- **Exercise task 1**
In the news item about the BCCI's delegation to the ICC meetings, where and on what dates are the quarterly meetings held?
- **Exercise task 2**
Carry the news item about the BCCI's delegation to the ICC meetings forward from its final sentence.

- **Source**
Anirudh Chaudhry (right) will be part of the BCCI’s delegation at the upcoming ICC meetings © PTI
Senior banker Vikram Limaye will join acting BCCI secretary Amitabh Choudhury and treasurer Anirudh Chaudhry as the board’s representatives for the quarterly round of ICC meetings, which take place in Dubai between February 2-5. The appointments were finalised on Monday at a Supreme Court hearing in Delhi, in which the Court also approved a committee of administrators to run the BCCI.
The Court’s decision on who represents the BCCI at the ICC will be of particular interest to cricket administrators around the world as they gather for a significant round of meetings later this week. A number of the big decisions world cricket has been discussing and debating over the last year could be pushed through at the meeting. There is expected to be some progress on the vast governance changes ICC board members have been working on, changes that undo much of the administration and revenue distribution measures that were put forth by the Big Three in 2014.

- **Supplied material**
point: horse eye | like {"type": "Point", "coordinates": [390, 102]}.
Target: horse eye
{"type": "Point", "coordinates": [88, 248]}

- **Task result 1**
In Dubai, between February 2-5.

- **Task result 2**
There will also be a continuation of discussions on the shape and format of international cricket in the future. As well as being impacted by these decisions, in ordinary circumstances the BCCI would have been a key influence on the decision-making itself; any reduction, for instance, of their share in a new revenue distribution model – as mooted in the past by ICC chairman Shashank Manohar – would likely have been opposed. It still may, of course, but the impermanence of the BCCI administration currently might have an effect on how the meetings develop.
Limaye was one of four people appointed by the Court to be on the committee of administrators, and he was chosen to travel to Dubai due to his vast experience in the finance sector. The Court made it clear that the committee is the final authority on all matters until the BCCI conducts fresh elections having amended its constitution as per the Lodha Committee recommendations. Effectively that means Limaye would need to sign off on any BCCI decision taken at the ICC meetings later this week.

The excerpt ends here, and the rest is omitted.